"Ever since I was 10 years old, I’d felt myself yearning to 'go astray.' For me, that didn’t mean drinking and cavorting with boys; it meant being myself without fear."—from the book
What happens when a trained singer who grew up in a "house of vowels" finds that her voice is not her own? What happens when a woman loses the Mormon faith of her childhood and abandons the rituals she’s always known? What does a woman, already married for thirteen years by her early thirties, do when she realizes she has been "lying for years?" How does one sing, with grace, from the heart?

▶ **RECORDS PROVIDED**:
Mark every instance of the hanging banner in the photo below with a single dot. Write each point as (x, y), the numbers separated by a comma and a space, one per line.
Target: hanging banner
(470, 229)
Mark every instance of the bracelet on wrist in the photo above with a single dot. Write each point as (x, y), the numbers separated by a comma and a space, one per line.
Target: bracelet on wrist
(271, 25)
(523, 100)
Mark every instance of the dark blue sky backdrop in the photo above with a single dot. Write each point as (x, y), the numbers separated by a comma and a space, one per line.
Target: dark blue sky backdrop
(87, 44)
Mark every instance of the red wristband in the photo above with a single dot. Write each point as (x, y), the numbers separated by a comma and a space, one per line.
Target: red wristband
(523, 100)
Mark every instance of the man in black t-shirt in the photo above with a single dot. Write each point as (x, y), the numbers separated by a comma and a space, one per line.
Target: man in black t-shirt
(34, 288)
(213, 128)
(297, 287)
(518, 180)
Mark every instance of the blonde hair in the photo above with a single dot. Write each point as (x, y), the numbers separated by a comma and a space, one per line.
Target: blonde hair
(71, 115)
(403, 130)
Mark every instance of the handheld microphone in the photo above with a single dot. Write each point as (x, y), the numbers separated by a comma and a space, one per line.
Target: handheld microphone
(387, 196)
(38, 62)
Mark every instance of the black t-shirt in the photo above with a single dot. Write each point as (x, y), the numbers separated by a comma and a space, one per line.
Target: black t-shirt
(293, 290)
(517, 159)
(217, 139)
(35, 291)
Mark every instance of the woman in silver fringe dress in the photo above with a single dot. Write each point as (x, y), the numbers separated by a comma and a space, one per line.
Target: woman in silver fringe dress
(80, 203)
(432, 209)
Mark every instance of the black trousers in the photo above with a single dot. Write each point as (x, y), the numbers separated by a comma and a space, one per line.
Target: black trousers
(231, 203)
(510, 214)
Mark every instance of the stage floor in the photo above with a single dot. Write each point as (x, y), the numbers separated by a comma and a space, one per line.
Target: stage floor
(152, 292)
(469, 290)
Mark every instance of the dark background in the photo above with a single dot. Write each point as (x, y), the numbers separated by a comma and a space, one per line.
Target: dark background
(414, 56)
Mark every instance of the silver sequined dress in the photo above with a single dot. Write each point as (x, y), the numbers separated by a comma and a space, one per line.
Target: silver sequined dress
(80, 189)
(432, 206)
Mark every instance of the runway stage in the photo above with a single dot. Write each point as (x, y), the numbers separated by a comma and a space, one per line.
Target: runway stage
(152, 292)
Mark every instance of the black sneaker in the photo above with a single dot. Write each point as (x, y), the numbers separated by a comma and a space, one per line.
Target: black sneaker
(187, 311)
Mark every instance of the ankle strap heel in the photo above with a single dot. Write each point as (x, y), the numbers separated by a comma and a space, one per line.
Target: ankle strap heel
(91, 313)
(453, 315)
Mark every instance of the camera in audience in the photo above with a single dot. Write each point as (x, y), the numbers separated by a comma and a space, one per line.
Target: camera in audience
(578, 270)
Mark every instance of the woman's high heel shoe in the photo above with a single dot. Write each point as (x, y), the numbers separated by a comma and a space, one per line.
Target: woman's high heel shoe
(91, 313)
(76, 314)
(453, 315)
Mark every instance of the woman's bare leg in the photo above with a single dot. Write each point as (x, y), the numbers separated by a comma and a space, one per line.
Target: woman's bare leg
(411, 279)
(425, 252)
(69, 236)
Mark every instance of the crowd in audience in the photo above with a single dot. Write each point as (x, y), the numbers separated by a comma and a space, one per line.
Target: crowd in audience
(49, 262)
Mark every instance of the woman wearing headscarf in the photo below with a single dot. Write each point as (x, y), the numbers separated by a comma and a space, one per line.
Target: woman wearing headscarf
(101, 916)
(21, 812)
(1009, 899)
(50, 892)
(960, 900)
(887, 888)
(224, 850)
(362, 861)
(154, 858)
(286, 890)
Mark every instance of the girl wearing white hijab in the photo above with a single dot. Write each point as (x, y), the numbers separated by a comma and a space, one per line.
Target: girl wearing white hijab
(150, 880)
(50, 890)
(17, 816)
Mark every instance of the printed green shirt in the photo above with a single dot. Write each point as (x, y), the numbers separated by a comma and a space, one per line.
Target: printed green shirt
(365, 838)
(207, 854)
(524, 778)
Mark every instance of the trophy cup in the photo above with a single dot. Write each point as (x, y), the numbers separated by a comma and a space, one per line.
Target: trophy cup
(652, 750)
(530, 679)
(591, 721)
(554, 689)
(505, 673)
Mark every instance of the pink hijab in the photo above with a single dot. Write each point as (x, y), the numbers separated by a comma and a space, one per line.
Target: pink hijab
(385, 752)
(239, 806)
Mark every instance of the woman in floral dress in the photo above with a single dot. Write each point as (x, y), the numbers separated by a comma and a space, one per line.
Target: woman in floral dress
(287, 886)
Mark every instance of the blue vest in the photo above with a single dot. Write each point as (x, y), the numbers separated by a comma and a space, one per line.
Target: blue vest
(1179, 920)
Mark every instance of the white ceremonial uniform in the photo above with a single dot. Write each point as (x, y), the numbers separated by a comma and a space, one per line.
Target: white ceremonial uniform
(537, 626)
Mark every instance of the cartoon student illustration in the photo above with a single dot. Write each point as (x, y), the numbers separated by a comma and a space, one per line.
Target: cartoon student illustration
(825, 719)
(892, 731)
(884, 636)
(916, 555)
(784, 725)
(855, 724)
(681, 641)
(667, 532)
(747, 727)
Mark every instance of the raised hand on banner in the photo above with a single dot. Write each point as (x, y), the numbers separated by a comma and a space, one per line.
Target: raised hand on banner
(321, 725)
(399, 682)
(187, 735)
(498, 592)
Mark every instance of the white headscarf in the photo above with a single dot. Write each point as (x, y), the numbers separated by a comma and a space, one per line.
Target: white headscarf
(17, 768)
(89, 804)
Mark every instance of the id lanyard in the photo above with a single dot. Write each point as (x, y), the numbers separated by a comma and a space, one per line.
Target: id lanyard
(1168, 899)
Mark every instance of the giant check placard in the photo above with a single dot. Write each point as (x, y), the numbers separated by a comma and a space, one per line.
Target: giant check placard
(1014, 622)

▶ **REQUIRED TASKS**:
a) Answer these questions using the book description, putting each answer on its own line with the matching mark.
(i) At what age did the writer first feel a yearning to "go astray"?
(ii) Which faith of her childhood does the woman in the book description lose?
(iii) For how many years had the woman been married by her early thirties?
b) Pick up the book description after its final sentence and continue it.

▶ **EXPECTED RESULTS**:
a)
(i) 10 years old
(ii) The Mormon faith
(iii) Thirteen years

b)
In the spirit of Mary Catherine Bateson’s Composing a Life and Kathleen Norris’s Cloister Walk, Heidi Hart’s luminous memoir retraces her search for an opening to her heart’s path. She finds that the religious life of her Latter-day Saint family—which includes a revered General Authority—robs her of her voice and her spirit. When she discovers Catharine, a mute, Quaker ancestor, Hart begins a vital journey—a journey blessed by her devout and devoted husband; a journey that leads her as she studies Zuni mythology, Jewish tradition, Benedictine monastic ritual, Emily Dickinson, and Saint Hildegard of Bingen—a journey that leads her to a place that feels like home: the company of Friends, the Quaker community of Salt Lake City.
With grace and lyricism, Hart shares the private, personal wisdom she has earned in her community of friends, a community that embraces silences and dissonance, a place where she can't keep from singing.
Heidi Hart is a poet, singer, and voice teacher who lives with her husband and two sons in Salt Lake City.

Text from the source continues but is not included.